Look at every line below and count those containing "Outline". Answer with the number only.

*** DATA UNDER STUDY ***

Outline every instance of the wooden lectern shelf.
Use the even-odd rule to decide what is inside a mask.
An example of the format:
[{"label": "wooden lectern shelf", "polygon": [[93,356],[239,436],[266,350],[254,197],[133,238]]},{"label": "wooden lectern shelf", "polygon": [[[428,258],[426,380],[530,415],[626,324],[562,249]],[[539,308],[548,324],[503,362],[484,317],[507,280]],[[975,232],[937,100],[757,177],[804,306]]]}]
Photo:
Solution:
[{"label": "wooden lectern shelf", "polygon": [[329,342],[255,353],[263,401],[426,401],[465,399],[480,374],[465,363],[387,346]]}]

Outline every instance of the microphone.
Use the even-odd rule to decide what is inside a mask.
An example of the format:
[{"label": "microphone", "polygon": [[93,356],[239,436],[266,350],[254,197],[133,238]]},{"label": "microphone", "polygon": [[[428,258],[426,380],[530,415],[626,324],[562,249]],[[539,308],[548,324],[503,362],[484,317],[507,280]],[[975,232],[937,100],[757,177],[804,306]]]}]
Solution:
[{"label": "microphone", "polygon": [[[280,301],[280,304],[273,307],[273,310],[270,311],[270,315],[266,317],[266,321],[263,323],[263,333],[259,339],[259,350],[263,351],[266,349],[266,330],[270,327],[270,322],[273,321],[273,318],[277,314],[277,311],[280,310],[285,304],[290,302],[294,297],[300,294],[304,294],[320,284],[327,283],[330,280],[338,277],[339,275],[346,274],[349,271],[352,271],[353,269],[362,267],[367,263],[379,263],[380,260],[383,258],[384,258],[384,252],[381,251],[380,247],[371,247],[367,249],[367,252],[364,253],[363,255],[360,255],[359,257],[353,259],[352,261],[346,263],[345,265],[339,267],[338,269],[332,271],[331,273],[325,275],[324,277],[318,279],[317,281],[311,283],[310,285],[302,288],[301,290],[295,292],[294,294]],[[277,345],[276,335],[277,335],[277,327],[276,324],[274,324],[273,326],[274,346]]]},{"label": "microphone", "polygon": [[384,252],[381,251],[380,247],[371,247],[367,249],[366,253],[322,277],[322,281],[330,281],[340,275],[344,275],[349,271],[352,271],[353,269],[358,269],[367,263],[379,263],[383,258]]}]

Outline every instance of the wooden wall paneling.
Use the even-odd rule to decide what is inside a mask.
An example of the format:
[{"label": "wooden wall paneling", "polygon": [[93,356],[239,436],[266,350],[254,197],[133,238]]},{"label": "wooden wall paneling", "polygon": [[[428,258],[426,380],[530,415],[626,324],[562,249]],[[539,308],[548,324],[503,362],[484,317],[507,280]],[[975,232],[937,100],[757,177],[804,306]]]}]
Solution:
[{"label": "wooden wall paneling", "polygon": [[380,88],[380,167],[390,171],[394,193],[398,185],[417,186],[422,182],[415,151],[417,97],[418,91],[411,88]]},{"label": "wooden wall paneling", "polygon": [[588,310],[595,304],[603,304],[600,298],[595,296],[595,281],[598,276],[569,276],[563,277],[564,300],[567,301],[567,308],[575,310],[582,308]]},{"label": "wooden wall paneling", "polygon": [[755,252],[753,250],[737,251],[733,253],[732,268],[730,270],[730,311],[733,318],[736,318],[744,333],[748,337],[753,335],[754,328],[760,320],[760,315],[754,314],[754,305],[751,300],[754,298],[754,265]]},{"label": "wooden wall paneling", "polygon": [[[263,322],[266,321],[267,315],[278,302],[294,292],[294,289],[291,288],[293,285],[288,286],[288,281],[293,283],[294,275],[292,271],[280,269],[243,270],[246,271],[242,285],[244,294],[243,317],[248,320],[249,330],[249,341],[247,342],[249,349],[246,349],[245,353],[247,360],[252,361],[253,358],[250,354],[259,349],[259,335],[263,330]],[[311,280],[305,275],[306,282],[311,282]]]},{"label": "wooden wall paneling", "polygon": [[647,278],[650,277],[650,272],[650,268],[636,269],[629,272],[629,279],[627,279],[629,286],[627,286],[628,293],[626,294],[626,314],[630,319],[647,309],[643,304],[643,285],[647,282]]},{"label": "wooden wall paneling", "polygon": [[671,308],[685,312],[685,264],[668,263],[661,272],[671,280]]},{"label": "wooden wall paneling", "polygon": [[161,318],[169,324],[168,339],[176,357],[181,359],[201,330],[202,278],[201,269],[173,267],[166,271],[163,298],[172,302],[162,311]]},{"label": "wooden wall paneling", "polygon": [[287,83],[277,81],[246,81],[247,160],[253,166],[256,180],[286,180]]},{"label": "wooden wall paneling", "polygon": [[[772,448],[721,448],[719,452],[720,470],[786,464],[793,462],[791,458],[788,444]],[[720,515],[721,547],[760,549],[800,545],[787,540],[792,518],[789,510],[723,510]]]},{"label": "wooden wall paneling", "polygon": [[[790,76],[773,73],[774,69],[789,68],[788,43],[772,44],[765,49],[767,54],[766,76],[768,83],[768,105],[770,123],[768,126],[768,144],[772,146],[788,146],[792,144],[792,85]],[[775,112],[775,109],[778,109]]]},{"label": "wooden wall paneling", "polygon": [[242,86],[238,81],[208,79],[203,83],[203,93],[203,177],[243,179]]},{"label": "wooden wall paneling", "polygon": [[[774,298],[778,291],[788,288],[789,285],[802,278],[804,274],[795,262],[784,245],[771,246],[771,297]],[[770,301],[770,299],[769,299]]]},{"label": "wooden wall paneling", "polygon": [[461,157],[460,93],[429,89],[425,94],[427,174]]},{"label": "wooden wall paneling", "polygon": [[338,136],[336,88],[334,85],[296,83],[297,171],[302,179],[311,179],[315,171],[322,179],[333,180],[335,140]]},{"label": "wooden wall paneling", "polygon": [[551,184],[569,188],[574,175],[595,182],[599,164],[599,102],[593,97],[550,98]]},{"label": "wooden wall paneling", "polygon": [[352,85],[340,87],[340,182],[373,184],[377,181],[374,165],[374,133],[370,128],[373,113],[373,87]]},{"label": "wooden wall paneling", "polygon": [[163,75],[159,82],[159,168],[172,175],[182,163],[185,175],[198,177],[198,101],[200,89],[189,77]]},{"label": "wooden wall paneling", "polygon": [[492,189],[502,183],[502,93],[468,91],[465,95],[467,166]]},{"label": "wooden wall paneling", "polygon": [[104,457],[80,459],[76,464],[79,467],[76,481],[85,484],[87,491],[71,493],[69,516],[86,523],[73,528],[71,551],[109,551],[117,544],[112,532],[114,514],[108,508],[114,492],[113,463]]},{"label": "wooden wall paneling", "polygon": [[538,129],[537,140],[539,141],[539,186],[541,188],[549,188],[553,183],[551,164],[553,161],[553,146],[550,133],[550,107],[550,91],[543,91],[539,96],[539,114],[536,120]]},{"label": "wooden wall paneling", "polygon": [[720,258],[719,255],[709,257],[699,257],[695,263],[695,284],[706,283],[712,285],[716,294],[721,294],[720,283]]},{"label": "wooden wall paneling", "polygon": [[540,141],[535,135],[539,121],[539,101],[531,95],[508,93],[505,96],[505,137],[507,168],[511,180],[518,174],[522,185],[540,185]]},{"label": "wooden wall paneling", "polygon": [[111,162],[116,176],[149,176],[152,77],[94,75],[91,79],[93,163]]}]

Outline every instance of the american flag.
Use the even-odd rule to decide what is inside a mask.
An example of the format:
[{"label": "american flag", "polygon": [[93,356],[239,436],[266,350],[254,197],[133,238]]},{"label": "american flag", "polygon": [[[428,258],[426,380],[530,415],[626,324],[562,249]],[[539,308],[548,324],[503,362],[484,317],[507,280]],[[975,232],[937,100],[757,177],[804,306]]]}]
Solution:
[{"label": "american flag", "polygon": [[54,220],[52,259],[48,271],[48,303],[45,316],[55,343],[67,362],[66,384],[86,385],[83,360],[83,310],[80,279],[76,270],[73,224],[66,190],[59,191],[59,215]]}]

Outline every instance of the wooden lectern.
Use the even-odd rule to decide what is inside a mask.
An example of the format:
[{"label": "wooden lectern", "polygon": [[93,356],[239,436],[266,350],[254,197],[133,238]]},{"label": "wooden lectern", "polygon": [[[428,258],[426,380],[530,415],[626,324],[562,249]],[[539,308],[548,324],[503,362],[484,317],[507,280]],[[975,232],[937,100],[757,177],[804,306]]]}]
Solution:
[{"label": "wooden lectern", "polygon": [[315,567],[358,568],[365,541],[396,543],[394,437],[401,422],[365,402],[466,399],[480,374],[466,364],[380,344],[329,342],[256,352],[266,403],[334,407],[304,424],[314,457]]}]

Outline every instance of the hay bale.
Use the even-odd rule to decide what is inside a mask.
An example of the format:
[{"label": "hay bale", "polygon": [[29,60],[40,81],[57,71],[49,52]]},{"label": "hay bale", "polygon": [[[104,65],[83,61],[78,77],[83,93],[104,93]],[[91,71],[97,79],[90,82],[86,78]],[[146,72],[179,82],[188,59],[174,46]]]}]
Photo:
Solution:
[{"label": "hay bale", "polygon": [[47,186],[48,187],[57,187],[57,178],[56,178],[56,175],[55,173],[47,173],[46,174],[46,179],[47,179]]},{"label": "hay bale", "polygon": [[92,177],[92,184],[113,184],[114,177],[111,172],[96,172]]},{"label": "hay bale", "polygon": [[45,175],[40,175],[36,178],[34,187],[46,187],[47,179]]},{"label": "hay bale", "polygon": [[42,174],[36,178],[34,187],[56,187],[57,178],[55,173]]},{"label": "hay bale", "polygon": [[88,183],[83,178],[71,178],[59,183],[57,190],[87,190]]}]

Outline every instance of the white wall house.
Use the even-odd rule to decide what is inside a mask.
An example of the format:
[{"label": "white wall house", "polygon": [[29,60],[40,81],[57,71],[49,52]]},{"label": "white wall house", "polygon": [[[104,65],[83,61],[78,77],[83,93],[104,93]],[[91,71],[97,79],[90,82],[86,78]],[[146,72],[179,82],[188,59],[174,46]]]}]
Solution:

*** End of DATA UNDER STUDY ***

* ANSWER FOR THIS EXERCISE:
7